**Aufgaben:**
A) Nenne alle verschiedenen Substantive auf „-ung“, die im Redeauszug über die öffentlichen Unternehmen vorkommen.
B) Was wird es laut dem Redeauszug über die öffentlichen Unternehmen nicht mehr geben?
C) Führe den Redeauszug über die öffentlichen Unternehmen nach seinem letzten Satz fort.

**Vorliegender Auszug:**
◇ ◇ ◇ ◇

Auch die öffentlichen Unternehmen sollen dieser wachsenden Stadt dienen. Deshalb sind sie darauf zu überprüfen, ob sie wirklich der Sicherung des Standortes dienen. Wir werden sie in drei Gruppen einteilen.

(Senator Dr. Wolfgang Peiner)

A C

B D

Erstens: Unternehmen, die für die Infrastruktur der Stadt zwingend erforderlich sind. Hier kann im Einzelfall der Verkauf von Anteilen sinnvoll sein. Allerdings wird die Bewahrung eines beherrschenden Einflusses durch die Stadt regelmäßig im Interesse Hamburgs geboten sein.

Zweitens: Unternehmen, die insbesondere für die langfristige Sicherung des Wirtschaftsstandortes Hamburg von herausragender Bedeutung sind. Der Senat wird sich für eine Fortentwicklung dieser Unternehmen einsetzen, um Zukunftsbranchen zu stärken und die Leitung dieser Konzerne dauerhaft an Hamburg zu binden. Ein Ausverkauf wie in der Vergangenheit wird es deswegen nicht mehr geben.

◇ ◇ ◇ ◇

Einträge des Datensatzes
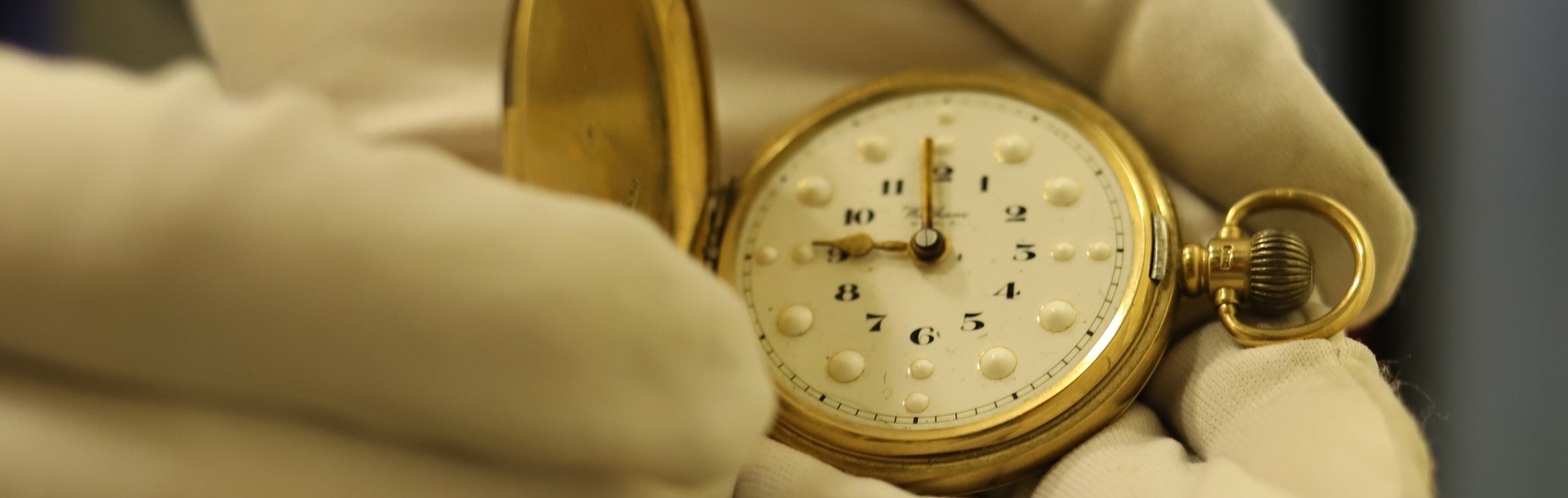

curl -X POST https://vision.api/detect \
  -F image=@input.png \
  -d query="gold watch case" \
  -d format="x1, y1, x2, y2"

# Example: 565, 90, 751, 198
718, 70, 1179, 493
503, 0, 1374, 495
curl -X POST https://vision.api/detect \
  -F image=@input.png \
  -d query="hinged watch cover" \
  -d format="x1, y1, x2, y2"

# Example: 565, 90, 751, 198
505, 0, 715, 251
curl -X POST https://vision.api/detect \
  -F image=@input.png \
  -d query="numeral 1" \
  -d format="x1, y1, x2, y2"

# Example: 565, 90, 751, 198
883, 179, 903, 196
997, 282, 1022, 300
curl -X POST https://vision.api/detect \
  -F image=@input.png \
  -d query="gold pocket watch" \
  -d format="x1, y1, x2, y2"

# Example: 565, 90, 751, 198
505, 0, 1372, 493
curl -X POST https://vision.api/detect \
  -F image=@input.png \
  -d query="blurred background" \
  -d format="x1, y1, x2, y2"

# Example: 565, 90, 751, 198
0, 0, 1568, 496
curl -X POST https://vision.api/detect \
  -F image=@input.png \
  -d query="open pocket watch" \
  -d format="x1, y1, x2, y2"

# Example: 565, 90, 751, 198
505, 0, 1374, 493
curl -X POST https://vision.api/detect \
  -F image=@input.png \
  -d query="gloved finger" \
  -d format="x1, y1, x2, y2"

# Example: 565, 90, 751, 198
188, 0, 513, 172
972, 0, 1414, 322
1142, 309, 1432, 496
1018, 404, 1289, 498
0, 363, 728, 498
735, 438, 915, 498
0, 50, 773, 482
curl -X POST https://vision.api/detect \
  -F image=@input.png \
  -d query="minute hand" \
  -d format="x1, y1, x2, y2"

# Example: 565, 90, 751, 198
910, 136, 947, 265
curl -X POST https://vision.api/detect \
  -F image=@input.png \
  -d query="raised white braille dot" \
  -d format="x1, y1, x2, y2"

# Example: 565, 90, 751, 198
795, 177, 833, 205
978, 346, 1018, 379
1046, 177, 1084, 205
828, 349, 866, 382
854, 135, 892, 162
936, 105, 958, 124
755, 246, 779, 265
1035, 299, 1077, 332
996, 135, 1035, 164
1088, 242, 1110, 261
789, 244, 817, 265
910, 358, 936, 380
777, 305, 813, 336
1050, 242, 1072, 261
931, 136, 953, 153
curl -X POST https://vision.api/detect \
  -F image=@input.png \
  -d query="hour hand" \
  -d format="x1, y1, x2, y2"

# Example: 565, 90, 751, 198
811, 232, 910, 257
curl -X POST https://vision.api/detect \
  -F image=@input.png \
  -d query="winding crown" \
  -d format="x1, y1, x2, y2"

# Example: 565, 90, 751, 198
1242, 230, 1312, 313
1181, 227, 1312, 315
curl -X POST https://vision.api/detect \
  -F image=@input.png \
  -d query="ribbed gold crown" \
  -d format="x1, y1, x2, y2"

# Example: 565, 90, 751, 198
1244, 230, 1312, 315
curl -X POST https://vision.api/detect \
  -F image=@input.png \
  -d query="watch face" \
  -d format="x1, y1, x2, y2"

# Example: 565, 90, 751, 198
723, 89, 1147, 435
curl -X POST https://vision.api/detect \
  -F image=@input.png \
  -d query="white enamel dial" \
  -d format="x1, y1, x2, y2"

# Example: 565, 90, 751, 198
729, 91, 1147, 431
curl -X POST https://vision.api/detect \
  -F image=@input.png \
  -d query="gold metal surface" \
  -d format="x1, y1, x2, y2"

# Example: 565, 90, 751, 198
910, 136, 949, 263
1183, 188, 1375, 346
1245, 230, 1314, 315
811, 232, 910, 257
718, 72, 1179, 493
505, 0, 714, 249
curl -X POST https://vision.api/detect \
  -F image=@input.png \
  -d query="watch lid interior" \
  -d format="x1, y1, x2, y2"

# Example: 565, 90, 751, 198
503, 0, 714, 249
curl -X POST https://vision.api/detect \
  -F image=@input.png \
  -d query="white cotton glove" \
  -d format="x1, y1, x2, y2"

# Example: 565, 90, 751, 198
0, 0, 1430, 496
0, 39, 773, 498
702, 0, 1432, 498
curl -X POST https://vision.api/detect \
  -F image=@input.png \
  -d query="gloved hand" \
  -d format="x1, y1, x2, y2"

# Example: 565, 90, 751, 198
704, 0, 1432, 498
0, 22, 773, 498
0, 0, 1430, 496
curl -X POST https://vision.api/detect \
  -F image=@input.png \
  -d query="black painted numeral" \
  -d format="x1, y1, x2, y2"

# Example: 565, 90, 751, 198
828, 247, 850, 263
844, 208, 876, 227
833, 283, 861, 300
1007, 203, 1029, 222
960, 313, 985, 331
931, 164, 953, 182
866, 313, 888, 332
1013, 242, 1036, 261
991, 282, 1022, 299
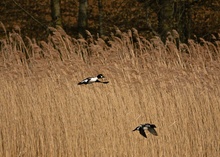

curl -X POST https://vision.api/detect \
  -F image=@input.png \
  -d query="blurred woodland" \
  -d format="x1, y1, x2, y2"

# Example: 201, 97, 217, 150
0, 0, 220, 42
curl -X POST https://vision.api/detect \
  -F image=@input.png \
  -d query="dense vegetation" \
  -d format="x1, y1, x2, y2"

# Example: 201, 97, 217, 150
0, 24, 220, 157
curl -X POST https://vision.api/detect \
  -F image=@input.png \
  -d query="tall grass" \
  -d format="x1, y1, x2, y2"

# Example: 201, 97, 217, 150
0, 24, 220, 157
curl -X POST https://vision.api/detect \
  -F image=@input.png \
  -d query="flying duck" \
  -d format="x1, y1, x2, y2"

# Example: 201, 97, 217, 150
133, 123, 158, 138
78, 74, 109, 85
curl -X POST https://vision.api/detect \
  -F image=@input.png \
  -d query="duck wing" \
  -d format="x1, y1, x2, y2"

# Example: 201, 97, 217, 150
148, 127, 158, 136
139, 128, 147, 138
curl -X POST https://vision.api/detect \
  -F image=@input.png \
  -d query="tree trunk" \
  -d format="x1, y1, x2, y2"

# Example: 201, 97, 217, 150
158, 0, 174, 43
50, 0, 62, 27
78, 0, 88, 35
98, 0, 103, 36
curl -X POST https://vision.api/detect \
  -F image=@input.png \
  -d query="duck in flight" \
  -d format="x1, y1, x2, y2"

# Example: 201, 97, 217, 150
78, 74, 109, 85
133, 123, 158, 138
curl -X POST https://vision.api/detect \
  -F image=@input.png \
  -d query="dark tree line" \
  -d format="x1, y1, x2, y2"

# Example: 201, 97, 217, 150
51, 0, 215, 42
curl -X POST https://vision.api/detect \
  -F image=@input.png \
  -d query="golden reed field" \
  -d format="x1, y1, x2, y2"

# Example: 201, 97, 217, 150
0, 23, 220, 157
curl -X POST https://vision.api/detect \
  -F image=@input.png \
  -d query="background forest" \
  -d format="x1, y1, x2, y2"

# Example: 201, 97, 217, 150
0, 0, 220, 41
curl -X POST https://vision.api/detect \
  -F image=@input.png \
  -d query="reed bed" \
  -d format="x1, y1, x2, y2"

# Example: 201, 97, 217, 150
0, 24, 220, 157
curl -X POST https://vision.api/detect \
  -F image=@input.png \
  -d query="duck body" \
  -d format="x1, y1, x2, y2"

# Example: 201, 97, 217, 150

◇ ◇ ◇ ◇

**Lösungen:**
A) Sicherung, Bewahrung, Bedeutung, Fortentwicklung, Leitung

B) Einen Ausverkauf wie in der Vergangenheit.

C)
Vor diesem Hintergrund wird aber auch zu entscheiden sein,

(Vizepräsident Peter Paul Müller übernimmt den Vorsitz.)

in welchem Umfang der Einfluss der Freien und Hansestadt Hamburg mit Kapitalanteilen weiterhin gesichert werden muss beziehungsweise in welchem Umfang Anteile verkauft werden können.

Bei Unternehmen, die nicht unter die genannten Gruppen fallen, ist eine weitere Beteiligung Hamburgs nicht zwingend erforderlich; sie können vollständig privatisiert werden.

Wir werden den Beteiligungsbestand der Freien und Hansestadt Hamburg entsprechend überprüfen. Dabei werden die Interessen des Standortes, der Hamburger Unternehmen und der Mitarbeiter dieser Betriebe berücksichtigt.

Veräußerungserlöse sollen aber nicht dazu dienen, Haushaltslöcher im Betriebshaushalt zu stopfen, sondern vorrangig neue Investitionen zu finanzieren. Wir wollen aus altem Vermögen neues Vermögen schaffen.

(Beifall bei der CDU, der Partei Rechtsstaatlicher Offensive und der FDP)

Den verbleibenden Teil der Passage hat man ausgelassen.